Quote each line exactly, from the line that contains "the man's wrist" down to the last line of the listing, and no other lines.

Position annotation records
◇ ◇ ◇ ◇ ◇ ◇ ◇

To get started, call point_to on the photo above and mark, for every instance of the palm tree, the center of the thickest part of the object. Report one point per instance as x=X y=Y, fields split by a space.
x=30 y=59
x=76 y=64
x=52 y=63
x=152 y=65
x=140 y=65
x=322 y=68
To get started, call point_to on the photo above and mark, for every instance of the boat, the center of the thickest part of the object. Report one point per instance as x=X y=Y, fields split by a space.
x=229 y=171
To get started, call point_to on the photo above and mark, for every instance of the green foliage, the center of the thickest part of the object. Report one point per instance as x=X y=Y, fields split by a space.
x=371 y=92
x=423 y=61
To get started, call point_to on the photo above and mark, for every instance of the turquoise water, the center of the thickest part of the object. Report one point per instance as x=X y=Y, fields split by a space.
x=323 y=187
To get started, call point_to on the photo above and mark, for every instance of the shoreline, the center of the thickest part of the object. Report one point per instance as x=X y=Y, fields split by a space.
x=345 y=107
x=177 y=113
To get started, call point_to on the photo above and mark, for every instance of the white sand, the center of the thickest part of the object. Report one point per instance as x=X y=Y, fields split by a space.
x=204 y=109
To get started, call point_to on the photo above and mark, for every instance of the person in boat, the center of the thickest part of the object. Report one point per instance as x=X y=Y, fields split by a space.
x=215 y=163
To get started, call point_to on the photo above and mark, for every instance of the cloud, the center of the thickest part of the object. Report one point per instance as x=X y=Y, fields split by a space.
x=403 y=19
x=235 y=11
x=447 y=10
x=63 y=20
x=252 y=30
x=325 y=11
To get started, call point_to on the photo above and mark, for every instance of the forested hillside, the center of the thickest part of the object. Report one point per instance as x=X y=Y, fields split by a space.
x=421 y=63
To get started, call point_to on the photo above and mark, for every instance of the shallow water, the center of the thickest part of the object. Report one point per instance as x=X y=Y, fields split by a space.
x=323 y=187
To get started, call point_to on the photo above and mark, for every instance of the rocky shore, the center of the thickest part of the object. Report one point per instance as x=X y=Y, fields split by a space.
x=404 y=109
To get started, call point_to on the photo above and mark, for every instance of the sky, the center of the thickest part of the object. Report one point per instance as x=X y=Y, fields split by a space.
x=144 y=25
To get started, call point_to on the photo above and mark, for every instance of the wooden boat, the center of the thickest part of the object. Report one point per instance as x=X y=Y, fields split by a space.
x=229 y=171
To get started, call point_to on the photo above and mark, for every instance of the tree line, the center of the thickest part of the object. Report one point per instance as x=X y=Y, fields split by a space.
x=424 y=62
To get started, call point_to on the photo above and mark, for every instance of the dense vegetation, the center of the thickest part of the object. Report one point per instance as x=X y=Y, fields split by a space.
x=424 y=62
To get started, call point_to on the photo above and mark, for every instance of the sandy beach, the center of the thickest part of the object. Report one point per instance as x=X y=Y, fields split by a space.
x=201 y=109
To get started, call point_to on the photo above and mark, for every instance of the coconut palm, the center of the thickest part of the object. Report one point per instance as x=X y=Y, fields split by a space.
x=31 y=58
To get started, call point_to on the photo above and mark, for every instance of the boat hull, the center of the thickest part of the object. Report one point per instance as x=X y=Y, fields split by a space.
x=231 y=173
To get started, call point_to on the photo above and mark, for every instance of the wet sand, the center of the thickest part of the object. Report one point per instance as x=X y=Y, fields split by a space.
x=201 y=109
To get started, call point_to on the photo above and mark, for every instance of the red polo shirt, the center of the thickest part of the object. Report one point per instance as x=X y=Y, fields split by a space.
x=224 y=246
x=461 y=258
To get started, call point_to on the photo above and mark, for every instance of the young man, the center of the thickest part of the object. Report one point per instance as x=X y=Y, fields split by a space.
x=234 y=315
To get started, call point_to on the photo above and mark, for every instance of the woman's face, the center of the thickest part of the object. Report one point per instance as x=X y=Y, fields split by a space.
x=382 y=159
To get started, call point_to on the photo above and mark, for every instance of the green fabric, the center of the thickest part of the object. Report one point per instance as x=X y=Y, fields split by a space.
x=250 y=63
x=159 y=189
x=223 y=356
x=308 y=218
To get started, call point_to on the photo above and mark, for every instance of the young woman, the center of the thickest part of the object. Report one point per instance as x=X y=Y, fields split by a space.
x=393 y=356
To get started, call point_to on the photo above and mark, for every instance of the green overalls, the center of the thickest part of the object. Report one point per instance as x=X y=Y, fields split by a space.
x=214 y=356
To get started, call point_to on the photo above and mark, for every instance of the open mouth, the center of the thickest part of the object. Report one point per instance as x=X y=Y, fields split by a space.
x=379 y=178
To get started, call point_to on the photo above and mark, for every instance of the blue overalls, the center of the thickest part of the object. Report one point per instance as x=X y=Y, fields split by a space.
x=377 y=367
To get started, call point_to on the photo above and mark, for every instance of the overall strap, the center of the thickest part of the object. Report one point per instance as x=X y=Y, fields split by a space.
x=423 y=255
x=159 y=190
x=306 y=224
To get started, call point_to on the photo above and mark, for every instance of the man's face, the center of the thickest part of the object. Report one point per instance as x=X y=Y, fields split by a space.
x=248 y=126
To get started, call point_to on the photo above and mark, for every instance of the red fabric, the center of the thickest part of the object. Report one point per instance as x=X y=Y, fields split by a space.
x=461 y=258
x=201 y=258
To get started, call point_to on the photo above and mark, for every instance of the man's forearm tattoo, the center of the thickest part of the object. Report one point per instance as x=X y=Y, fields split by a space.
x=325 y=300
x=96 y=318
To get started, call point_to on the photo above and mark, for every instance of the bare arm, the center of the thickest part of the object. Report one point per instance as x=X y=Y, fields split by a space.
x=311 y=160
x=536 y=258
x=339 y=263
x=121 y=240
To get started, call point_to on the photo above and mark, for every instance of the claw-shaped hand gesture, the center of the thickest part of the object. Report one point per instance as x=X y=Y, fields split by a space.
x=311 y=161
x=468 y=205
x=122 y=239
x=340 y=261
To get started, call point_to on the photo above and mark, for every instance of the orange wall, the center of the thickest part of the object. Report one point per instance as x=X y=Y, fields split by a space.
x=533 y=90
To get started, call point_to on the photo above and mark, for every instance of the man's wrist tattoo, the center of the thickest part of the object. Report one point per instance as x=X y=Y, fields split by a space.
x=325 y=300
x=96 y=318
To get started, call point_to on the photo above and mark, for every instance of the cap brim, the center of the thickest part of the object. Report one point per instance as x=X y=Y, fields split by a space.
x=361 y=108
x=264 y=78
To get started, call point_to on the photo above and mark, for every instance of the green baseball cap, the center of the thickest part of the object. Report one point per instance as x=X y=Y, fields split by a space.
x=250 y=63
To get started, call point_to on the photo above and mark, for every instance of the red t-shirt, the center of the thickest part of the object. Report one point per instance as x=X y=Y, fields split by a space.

◇ ◇ ◇ ◇ ◇ ◇ ◇

Output for this task ::
To get started, call point_to on the photo above and mark, for every instance of the man's wrist tattoo, the center of the thickest part of the object. Report one point per instance as x=X y=Y, fields split by a space.
x=325 y=300
x=96 y=318
To get started, call point_to on the photo above and mark, for every instance of the cap brim, the center of the thickest part of the object. Report one point per instance as x=X y=Y, fields split by a space.
x=361 y=108
x=264 y=78
To get started, call point_to on the photo above and mark, for every instance of the green baseball cap, the center of the thickest part of the object. Report one point per instance as x=X y=Y, fields split by a space.
x=250 y=63
To get started, call point_to on the photo above and mark, for every instance of the red t-shirt, the center of the thickest part of the object. Report one point per instance as x=X y=Y, fields split by a space.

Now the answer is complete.